* **What the exercise asks**: Please copy the lines below word for word, leaving out the pictures.

• • • • •

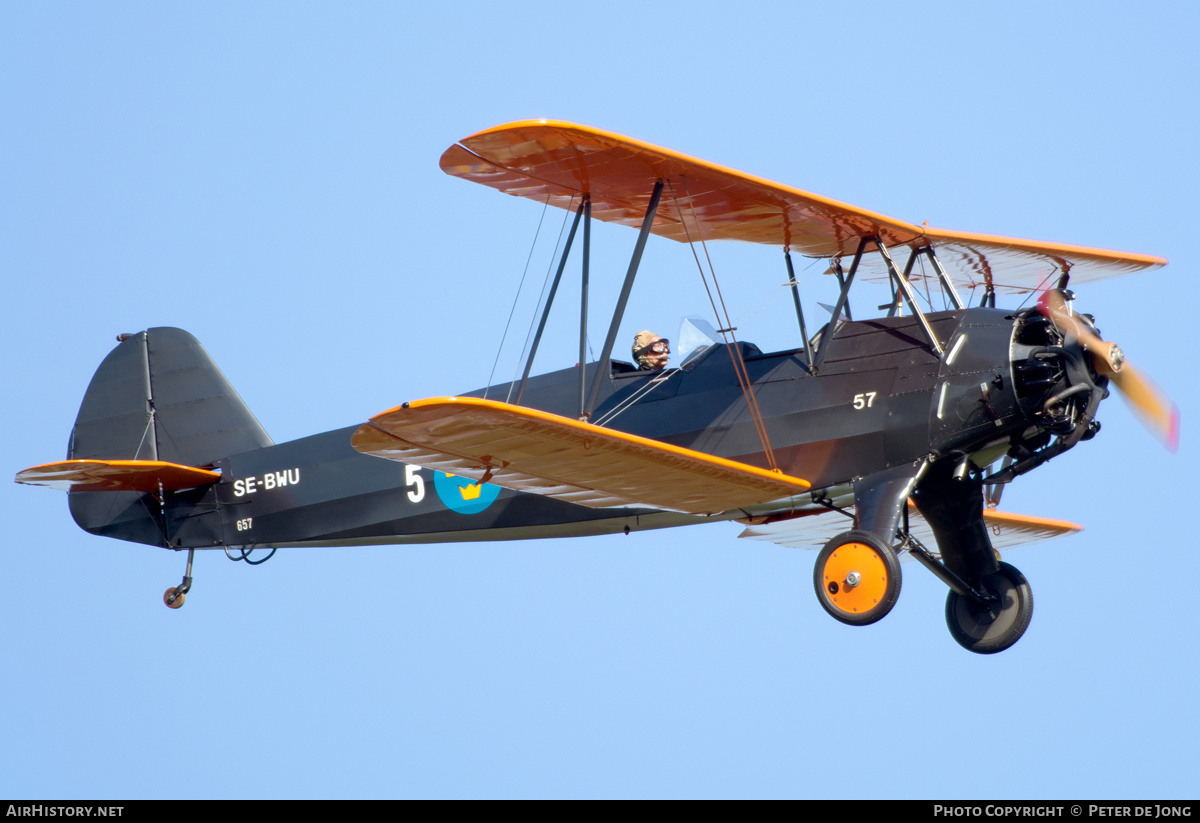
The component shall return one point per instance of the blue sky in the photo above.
(265, 176)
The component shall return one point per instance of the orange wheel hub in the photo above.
(856, 578)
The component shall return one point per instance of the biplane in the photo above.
(876, 438)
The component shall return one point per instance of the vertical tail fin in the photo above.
(159, 396)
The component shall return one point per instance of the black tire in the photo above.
(993, 629)
(879, 588)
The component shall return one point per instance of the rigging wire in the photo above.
(735, 350)
(541, 296)
(520, 286)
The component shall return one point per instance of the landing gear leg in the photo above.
(175, 595)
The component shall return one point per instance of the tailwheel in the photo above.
(857, 578)
(175, 595)
(997, 623)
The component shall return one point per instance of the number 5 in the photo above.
(413, 479)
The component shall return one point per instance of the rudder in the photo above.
(157, 396)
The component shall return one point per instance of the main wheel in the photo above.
(993, 628)
(857, 578)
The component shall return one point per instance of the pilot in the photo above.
(651, 350)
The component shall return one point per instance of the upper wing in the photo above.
(561, 161)
(532, 451)
(1007, 529)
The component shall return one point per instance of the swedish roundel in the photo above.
(463, 494)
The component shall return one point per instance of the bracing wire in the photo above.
(541, 298)
(727, 328)
(517, 298)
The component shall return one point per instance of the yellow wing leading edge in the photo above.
(533, 451)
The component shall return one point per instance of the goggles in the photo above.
(661, 346)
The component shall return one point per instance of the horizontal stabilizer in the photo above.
(1006, 529)
(544, 454)
(117, 475)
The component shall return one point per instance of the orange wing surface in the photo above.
(1007, 529)
(532, 451)
(562, 161)
(117, 475)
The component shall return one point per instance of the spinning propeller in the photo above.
(1152, 406)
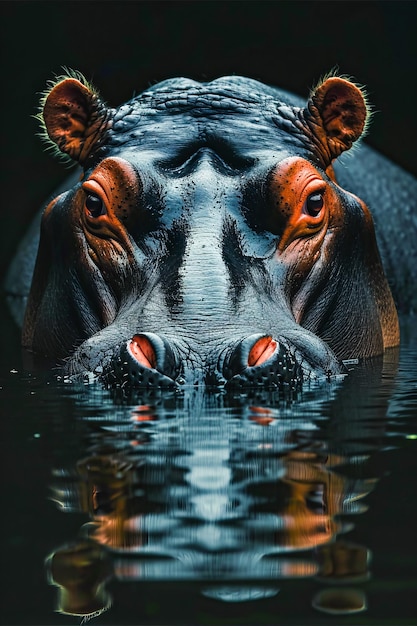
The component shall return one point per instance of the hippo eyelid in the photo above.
(95, 204)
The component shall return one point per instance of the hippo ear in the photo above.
(73, 117)
(337, 114)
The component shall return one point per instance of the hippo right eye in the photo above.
(94, 205)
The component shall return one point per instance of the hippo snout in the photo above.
(149, 360)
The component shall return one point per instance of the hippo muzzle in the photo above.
(207, 240)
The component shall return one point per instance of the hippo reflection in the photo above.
(208, 239)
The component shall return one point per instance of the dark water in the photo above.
(207, 508)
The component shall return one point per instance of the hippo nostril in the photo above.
(141, 348)
(146, 360)
(260, 360)
(262, 350)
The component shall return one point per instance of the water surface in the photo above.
(208, 508)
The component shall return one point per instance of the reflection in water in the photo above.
(237, 493)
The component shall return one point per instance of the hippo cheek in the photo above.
(261, 361)
(145, 361)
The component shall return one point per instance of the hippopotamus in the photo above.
(212, 236)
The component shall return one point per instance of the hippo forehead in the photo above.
(236, 117)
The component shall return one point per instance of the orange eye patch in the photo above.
(302, 200)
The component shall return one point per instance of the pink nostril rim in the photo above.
(142, 350)
(261, 351)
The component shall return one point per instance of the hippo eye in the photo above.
(314, 204)
(94, 205)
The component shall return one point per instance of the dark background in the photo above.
(125, 46)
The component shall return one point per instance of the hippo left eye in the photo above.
(94, 205)
(314, 204)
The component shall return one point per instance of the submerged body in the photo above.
(208, 238)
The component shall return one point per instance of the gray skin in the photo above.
(188, 254)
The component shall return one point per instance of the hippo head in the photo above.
(207, 238)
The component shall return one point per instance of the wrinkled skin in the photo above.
(207, 238)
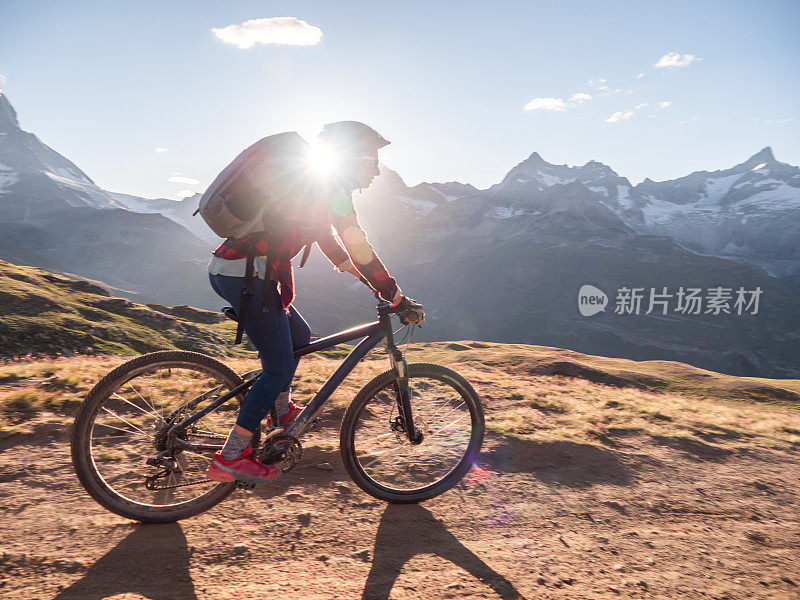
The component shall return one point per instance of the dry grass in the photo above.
(519, 400)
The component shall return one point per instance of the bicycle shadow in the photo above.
(406, 530)
(152, 562)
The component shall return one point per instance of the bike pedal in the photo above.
(271, 433)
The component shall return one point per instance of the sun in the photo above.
(322, 161)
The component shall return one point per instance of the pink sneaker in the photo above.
(242, 468)
(290, 416)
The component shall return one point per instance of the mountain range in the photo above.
(501, 264)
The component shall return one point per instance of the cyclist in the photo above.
(276, 332)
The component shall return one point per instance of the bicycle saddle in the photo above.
(230, 313)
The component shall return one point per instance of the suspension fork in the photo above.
(400, 383)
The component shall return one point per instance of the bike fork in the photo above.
(402, 390)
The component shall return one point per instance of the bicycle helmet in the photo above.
(352, 134)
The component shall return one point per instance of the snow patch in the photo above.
(7, 179)
(599, 190)
(96, 197)
(423, 206)
(505, 212)
(548, 179)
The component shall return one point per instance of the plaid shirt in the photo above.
(355, 247)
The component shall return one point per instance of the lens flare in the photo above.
(322, 160)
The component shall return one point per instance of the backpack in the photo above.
(265, 188)
(258, 190)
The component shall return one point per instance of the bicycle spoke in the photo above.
(139, 432)
(145, 401)
(116, 416)
(116, 395)
(387, 459)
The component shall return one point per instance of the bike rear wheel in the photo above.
(384, 463)
(124, 421)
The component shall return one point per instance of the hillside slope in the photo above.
(583, 490)
(47, 313)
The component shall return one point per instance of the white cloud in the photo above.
(619, 116)
(580, 97)
(675, 59)
(179, 179)
(553, 104)
(288, 31)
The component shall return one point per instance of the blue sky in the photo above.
(106, 83)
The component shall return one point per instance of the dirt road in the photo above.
(635, 517)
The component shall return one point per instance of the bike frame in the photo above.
(372, 333)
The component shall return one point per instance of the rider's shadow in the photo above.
(152, 562)
(406, 530)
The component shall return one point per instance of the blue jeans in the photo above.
(275, 334)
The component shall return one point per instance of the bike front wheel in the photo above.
(124, 422)
(379, 456)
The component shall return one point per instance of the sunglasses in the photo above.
(372, 161)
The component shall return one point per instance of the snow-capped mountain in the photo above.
(52, 215)
(749, 213)
(503, 264)
(33, 171)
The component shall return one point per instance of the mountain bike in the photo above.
(147, 431)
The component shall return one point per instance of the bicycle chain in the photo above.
(156, 488)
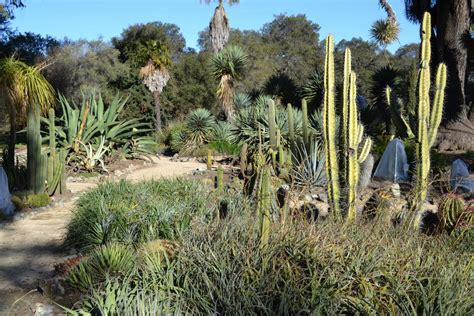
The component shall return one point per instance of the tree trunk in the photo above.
(452, 32)
(12, 141)
(156, 99)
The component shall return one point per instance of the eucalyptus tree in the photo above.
(451, 25)
(219, 27)
(23, 88)
(228, 66)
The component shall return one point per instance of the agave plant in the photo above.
(92, 121)
(92, 158)
(308, 168)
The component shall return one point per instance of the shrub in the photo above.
(37, 200)
(135, 213)
(220, 268)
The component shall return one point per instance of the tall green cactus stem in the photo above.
(329, 128)
(402, 124)
(291, 127)
(352, 150)
(36, 174)
(209, 159)
(304, 109)
(272, 124)
(264, 206)
(427, 125)
(55, 161)
(355, 132)
(243, 159)
(345, 106)
(220, 179)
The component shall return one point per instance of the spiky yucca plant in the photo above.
(200, 124)
(228, 66)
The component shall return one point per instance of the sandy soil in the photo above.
(30, 246)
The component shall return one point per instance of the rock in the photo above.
(366, 173)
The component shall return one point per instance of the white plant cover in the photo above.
(6, 205)
(460, 176)
(393, 165)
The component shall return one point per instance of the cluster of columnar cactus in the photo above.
(352, 134)
(45, 169)
(428, 116)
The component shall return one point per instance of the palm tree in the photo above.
(227, 67)
(23, 88)
(219, 28)
(386, 31)
(450, 22)
(156, 57)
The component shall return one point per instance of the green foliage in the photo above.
(200, 124)
(451, 208)
(90, 131)
(368, 269)
(36, 200)
(308, 166)
(106, 261)
(135, 213)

• • • • •

* **Task output**:
The component shall return one point per instance of the blue sky in the photo above.
(265, 176)
The component shall return one point per instance of the orange wheel hub in the photo above.
(856, 578)
The component shall return one point per instance of the biplane in the photo above.
(876, 438)
The component shall return one point per instance of the vertical tail fin in the photo above.
(159, 396)
The component shall return one point per instance of the black tire in the photo above.
(993, 629)
(879, 588)
The component shall return one point per instance of the rigging wire in the photo above.
(735, 350)
(541, 296)
(520, 286)
The component shall return one point per instance of the landing gear leg in the photo above.
(175, 595)
The component shall return one point per instance of the tailwheel in the photo above.
(857, 578)
(175, 595)
(997, 623)
The component shall return one point per instance of the number 5 in the photo above.
(413, 479)
The component shall return one point per instance of the rudder in the photo above.
(157, 396)
The component shall return one point per instance of the main wheel in the photo above.
(993, 628)
(857, 578)
The component shall return one point per instance of the pilot in the photo above.
(651, 350)
The component shall return one point per instance of the upper wing in the photo above.
(561, 161)
(532, 451)
(1007, 529)
The component shall return one point per instance of the swedish roundel in the photo above.
(463, 494)
The component shall return one point per instance of the bracing wire in the photo above.
(541, 298)
(727, 328)
(517, 298)
The component shall return one point per instance of the yellow wing leading edge in the photo above.
(533, 451)
The component shall return one point per instance of the goggles in the photo above.
(661, 346)
The component shall return one point per instance of the horizontal stabilizer in the photo above.
(1006, 529)
(544, 454)
(117, 475)
The component shall return one point per instance of the orange wing surface in the photo above.
(1007, 529)
(532, 451)
(562, 161)
(117, 475)
The component shall return one point per instance of the spinning propeller in the photo above.
(1152, 406)
The component shall return one point per instance of the hippo eyelid in the photo above.
(95, 204)
The component shall return one point per instance of the hippo ear in the photo above.
(73, 117)
(337, 114)
The component shall return one point per instance of the hippo right eye in the photo above.
(94, 205)
The component shall return one point per instance of the hippo snout in the photo above.
(149, 360)
The component shall return one point per instance of the hippo muzzle in the photo above.
(207, 240)
The component shall return one point per instance of the hippo reflection in the photo above.
(208, 239)
The component shall return one point per instance of the dark water in the photo above.
(207, 508)
The component shall return one point per instance of the hippo nostril in the photo above.
(141, 348)
(146, 360)
(260, 360)
(262, 350)
The component shall return one point per instance of the water surface in the photo above.
(208, 508)
The component shall return one point per instance of the reflection in water in the photo above.
(237, 493)
The component shall return one point per instance of the hippo cheek in the photo above.
(261, 361)
(145, 361)
The component shall return one point per instance of the hippopotamus in the photo above.
(212, 236)
The component shall return one point per instance of the hippo forehead in the photo above.
(236, 117)
The component shall return one point per instance of the orange eye patch in the photo above.
(302, 200)
The component shall return one point per instance of the pink nostril rim in the photo above.
(142, 350)
(261, 351)
The component shall return one point per instance of the hippo eye in the photo above.
(314, 204)
(94, 205)
The component shall return one point per instance of the dark background in the photo above.
(125, 46)
The component shall return one point per instance of the hippo left eye in the photo above.
(94, 205)
(314, 204)
The component shall return one point per instance of the submerged body in the photo above.
(208, 238)
The component shall return one point per instance of the gray skin in the photo above.
(188, 254)
The component shall return one point per instance of the hippo head in the photo above.
(207, 238)
The component shall return one point per instance of the wrinkled skin in the photo above.
(207, 238)
The component shall return one point per instance of the dry grass in the photo above.
(519, 400)
The component shall return one point per instance of the bicycle shadow in the photo above.
(406, 530)
(152, 562)
The component shall return one point per instance of the bike pedal in the photo above.
(271, 433)
The component shall return one point per instance of the sun in the photo above.
(322, 161)
The component shall return one point per instance of the pink sneaker in the photo above.
(242, 468)
(290, 416)
The component shall return one point per instance of the mountain range in the photo above.
(501, 264)
The component shall return one point per instance of the cyclist in the photo above.
(276, 332)
The component shall return one point per instance of the bicycle saddle in the photo above.
(230, 313)
The component shall return one point per instance of the suspension fork in the photo above.
(400, 383)
The component shall return one point per instance of the bike fork in the photo above.
(402, 390)
The component shall return one point per instance of the bicycle helmet in the photo above.
(352, 134)
The component shall return one point per instance of the snow patch in the photo above.
(7, 179)
(599, 190)
(96, 197)
(423, 206)
(505, 212)
(548, 179)
The component shall return one point per instance of the plaid shirt in the photo above.
(355, 247)
The component shall return one point per instance of the lens flare in the photo above.
(322, 160)
The component shall return one point per instance of the backpack in the photo above.
(265, 188)
(258, 190)
The component shall return one point per instance of the bicycle spoke in the photo above.
(139, 432)
(145, 401)
(116, 416)
(116, 395)
(387, 459)
The component shall return one point per instance of the bike rear wheel in the photo above.
(384, 463)
(124, 421)
The component shall return one point per instance of the hillside slope in the photo above.
(583, 490)
(47, 313)
The component shall return one point per instance of the white cloud in the photo above.
(619, 116)
(580, 97)
(675, 59)
(179, 179)
(553, 104)
(288, 31)
The component shall return one point per instance of the blue sky in the photo above.
(106, 83)
The component shall return one point per instance of the dirt road in the photo above.
(635, 517)
The component shall return one point per instance of the bike frame in the photo above.
(372, 333)
The component shall return one point per instance of the rider's shadow in the photo above.
(152, 562)
(406, 530)
The component shall return one point per instance of the blue jeans in the photo above.
(275, 334)
The component shall return one point per instance of the bike front wheel in the photo above.
(124, 422)
(379, 456)
The component shall return one point per instance of the sunglasses in the photo above.
(372, 161)
The component shall return one point per instance of the snow-capped mountain in the photo above.
(52, 215)
(749, 213)
(503, 264)
(33, 171)
The component shall return one point per instance of the mountain bike in the photo above.
(147, 431)
The component shall return one point per instance of the bicycle chain in the photo above.
(156, 488)
The component shall return one point per instance of the tree trunk in the photo above.
(452, 32)
(12, 141)
(156, 99)
The component shall return one point per instance of the eucalyptus tree in the photo above.
(451, 25)
(219, 27)
(23, 88)
(228, 66)
The component shall return one point per instance of the agave plant in the photo above.
(92, 121)
(92, 158)
(308, 168)
The component shall return one point per instance of the shrub in the photo above.
(37, 200)
(135, 213)
(220, 268)
The component shall return one point per instance of the tall green cactus stem in the photo above.
(329, 128)
(402, 124)
(291, 127)
(352, 150)
(36, 174)
(209, 159)
(304, 109)
(272, 124)
(264, 206)
(427, 125)
(55, 161)
(355, 132)
(243, 159)
(345, 106)
(220, 179)
The component shall return one point per instance of the spiky yucca plant in the photo above.
(200, 124)
(228, 66)
The component shall return one point per instance of the sandy soil in the photo above.
(30, 246)
The component shall return one point per instance of the rock in the photo above.
(366, 173)
The component shall return one point per instance of the white plant cover in the photo above.
(6, 205)
(460, 176)
(393, 165)
The component shall return one point per instance of the cluster of columnar cactus in the photo above.
(352, 134)
(45, 169)
(428, 116)
The component shall return one point per instance of the palm tree in the photo above.
(227, 67)
(23, 88)
(219, 28)
(386, 31)
(450, 22)
(156, 57)
The component shall return one point per instance of the green foliage in the photo above.
(200, 124)
(451, 208)
(90, 131)
(368, 269)
(36, 200)
(308, 166)
(106, 261)
(135, 213)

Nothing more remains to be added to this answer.